##### Kaynak

Egemenlerin Korku Zanaatı – Selin Süar

Egemenlerin Korku Zanaatı* 

Korku, bir tehlike veya tehdit algısı karşısında duyulan kaygı, üzüntü, kötülük gelme ihtimali şeklinde karşımıza çıkmaktadır. Korkular genellikle bir nesne, kişi, durum ve olaydan kaynaklanır ve bireyin özgür davranışlarını sınırlayan, iradeyi ortadan kaldıran bir durumdur.

Psikolojik olarak bakıldığında bireyin geçmişten getirdiği ve öğretilmiş korkuları bulunmaktadır. Ailelerin, çocuklarını koruma amaçlı verdiği eğitim, kimi zaman yetişkin haline gelen bireyde fobilere yol açmakta veya  ödül/ceza  yöntemiyle hareket edilmesi, çocukta kaybetme, elde etme, yenilgi ya da başarı gibi endişeleri beraberinde getirmektedir. Davranışçı psikolog Watson’ın, klasik koşullanmadan gelen korkuları yenmek için yaptığı deney bu alanda kayda değerdir. Watson, Albert ismindeki bebeği, beyaz bir fare ile ilgilenirken yüksek çekiç sesi kullanarak korkutmuştur. Deney, birkaç kez tekrarlandığında artık yüksek ses olmaksızın Albert, beyaz fareyi gördüğü gibi korkup ağlamaya başlamış; hatta genelleme sonucu yalnızca fareden değil, dedesinin sakalından, beyaz tavşandan, pamuktan ve beyaz farede gördüğü bütün ayrıntıları genelleştirerek birçok şeyden korkmuştur. Burada da görüldüğü gibi korku, öğrenilmiş bir duygu olarak karşımıza çıkmaktadır.

##########
##### Verilen Malzeme

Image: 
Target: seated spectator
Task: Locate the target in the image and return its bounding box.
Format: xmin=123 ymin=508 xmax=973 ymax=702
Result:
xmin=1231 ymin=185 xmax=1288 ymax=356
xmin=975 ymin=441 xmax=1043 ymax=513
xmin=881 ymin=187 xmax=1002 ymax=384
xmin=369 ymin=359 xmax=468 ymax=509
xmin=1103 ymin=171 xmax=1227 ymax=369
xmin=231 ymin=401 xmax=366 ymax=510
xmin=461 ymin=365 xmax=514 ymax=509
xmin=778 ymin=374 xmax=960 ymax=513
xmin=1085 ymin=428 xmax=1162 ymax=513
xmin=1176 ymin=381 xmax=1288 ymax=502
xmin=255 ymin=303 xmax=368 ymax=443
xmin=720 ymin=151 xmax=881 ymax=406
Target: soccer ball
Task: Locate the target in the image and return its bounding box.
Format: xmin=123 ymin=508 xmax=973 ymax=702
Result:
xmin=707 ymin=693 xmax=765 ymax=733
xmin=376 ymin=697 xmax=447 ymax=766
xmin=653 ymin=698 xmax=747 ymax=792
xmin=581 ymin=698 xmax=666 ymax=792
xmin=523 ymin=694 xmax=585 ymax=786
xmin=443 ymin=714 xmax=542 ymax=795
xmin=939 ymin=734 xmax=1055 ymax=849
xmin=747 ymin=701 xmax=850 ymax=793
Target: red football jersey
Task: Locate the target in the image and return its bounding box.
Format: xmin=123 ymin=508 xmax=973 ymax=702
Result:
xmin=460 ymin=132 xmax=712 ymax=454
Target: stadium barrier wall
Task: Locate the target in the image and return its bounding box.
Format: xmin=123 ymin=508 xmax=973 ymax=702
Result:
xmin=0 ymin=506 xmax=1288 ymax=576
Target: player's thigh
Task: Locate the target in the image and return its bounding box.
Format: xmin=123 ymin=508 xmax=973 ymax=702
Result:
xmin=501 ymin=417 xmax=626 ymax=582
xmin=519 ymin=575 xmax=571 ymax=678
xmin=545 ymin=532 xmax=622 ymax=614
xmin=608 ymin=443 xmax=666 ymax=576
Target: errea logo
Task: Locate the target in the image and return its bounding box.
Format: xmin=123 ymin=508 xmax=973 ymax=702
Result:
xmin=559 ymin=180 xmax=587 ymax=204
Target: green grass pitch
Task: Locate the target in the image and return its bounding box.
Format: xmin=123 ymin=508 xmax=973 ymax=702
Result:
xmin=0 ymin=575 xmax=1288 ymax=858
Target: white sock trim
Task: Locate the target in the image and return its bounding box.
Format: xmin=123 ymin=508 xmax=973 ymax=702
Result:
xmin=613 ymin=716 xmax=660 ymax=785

##########

▶ **Görev Tanımı**:
Lütfen korku yazısında "Korku, bir tehlike" ifadesinden "kaldıran bir durumdur." ifadesine kadar olan bölümü her iki ifade dahil aynen kopyalayın. Yukarıdaki satırlar, korku yazısından ayrı bir malzemedir.

▶ **Görev Çıktısı**:
Korku, bir tehlike veya tehdit algısı karşısında duyulan kaygı, üzüntü, kötülük gelme ihtimali şeklinde karşımıza çıkmaktadır. Korkular genellikle bir nesne, kişi, durum ve olaydan kaynaklanır ve bireyin özgür davranışlarını sınırlayan, iradeyi ortadan kaldıran bir durumdur.